The increasing level of pollution is mostly attributable to the country’s substantial industrialization. Petroleum and oil are used in the industries and transport sector; despite contributing only 0.4% of global CO2 emissions, Pakistan is gradually increasing its contribution (Shahzad et al. 2017). The report of the World Bank (2007) indicated that Bangladesh emitted roughly one-tenth of global carbon emissions in 2006, even though its 160 million inhabitants accounted for 2.4% of the global population.

Environmental pollution is a debatable issue of the current era (Perera et al. 2019). The rapid deteriorating environmental conditions are one of the biggest problems facing the world today (Ahmed et al. 2015). Wang et al. (2020) recognized the factors which are responsible for excessive CO2 emissions and pollution. The increasing tendency of GHGs is a hazard to the health of the ecosystem and has insightful effects on human society (Yang et al. 2021b).

- - - - - - -

Given problem A >> In the pollution excerpt, what share of global CO2 emissions does Pakistan contribute?

Dataset records >>
- - - - - - -

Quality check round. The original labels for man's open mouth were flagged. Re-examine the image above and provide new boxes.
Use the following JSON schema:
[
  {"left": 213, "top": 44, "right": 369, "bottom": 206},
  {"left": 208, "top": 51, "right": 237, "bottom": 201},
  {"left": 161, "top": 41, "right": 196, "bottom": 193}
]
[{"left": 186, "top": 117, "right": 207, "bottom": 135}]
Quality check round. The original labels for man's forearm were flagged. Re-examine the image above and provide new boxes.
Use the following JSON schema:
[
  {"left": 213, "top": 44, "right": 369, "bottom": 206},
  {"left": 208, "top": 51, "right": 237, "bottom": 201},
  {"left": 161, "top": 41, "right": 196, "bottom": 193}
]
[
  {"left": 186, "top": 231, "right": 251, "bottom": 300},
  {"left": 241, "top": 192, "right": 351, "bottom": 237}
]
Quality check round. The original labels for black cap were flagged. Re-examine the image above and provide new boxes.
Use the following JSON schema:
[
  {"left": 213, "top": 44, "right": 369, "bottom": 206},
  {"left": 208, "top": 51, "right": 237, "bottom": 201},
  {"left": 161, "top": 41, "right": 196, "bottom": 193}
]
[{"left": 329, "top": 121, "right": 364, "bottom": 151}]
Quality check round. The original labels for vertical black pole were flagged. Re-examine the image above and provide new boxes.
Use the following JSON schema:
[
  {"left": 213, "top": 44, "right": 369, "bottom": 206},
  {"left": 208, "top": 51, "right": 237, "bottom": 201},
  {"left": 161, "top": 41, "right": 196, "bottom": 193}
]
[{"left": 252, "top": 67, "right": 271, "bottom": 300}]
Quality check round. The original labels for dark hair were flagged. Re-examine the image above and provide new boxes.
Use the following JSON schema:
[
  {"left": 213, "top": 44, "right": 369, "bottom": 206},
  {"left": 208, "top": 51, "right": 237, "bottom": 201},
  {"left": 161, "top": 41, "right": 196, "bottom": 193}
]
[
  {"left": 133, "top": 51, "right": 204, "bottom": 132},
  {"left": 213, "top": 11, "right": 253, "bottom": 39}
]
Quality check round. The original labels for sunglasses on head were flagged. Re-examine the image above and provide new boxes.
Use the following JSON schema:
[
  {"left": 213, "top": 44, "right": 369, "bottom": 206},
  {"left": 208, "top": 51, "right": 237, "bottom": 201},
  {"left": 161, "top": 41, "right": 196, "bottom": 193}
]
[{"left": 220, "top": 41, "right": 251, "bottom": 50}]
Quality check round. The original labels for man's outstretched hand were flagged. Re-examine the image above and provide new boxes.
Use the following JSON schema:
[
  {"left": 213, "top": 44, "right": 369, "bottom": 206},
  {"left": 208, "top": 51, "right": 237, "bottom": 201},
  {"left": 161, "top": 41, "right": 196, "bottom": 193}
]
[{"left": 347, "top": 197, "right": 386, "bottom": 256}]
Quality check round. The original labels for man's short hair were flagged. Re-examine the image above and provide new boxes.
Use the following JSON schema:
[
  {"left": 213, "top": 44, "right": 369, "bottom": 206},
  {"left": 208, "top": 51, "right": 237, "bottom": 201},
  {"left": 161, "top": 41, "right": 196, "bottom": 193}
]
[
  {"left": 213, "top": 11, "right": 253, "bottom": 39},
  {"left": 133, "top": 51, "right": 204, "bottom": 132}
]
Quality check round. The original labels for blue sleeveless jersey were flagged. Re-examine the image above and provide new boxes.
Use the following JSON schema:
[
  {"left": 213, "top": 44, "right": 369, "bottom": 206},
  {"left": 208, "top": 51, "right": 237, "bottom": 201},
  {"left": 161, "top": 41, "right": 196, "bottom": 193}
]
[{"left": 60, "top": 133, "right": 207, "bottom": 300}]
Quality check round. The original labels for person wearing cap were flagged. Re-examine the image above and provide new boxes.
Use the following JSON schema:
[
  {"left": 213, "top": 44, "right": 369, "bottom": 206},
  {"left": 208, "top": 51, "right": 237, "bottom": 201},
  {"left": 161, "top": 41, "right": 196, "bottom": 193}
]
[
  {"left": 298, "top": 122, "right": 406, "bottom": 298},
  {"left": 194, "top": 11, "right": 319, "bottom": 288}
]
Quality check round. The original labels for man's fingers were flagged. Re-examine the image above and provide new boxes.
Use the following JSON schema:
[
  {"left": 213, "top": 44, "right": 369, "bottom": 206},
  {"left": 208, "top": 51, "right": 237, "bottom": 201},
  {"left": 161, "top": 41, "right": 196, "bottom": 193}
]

- - - - - - -

Given problem B >> Pull out every line in the rows that contains the word "hair".

Complete output A >> 0.4%

Complete output B >>
Quality check round. The original labels for dark hair were flagged. Re-examine the image above and provide new boxes.
Quality check round. The original labels for man's short hair were flagged. Re-examine the image above and provide new boxes.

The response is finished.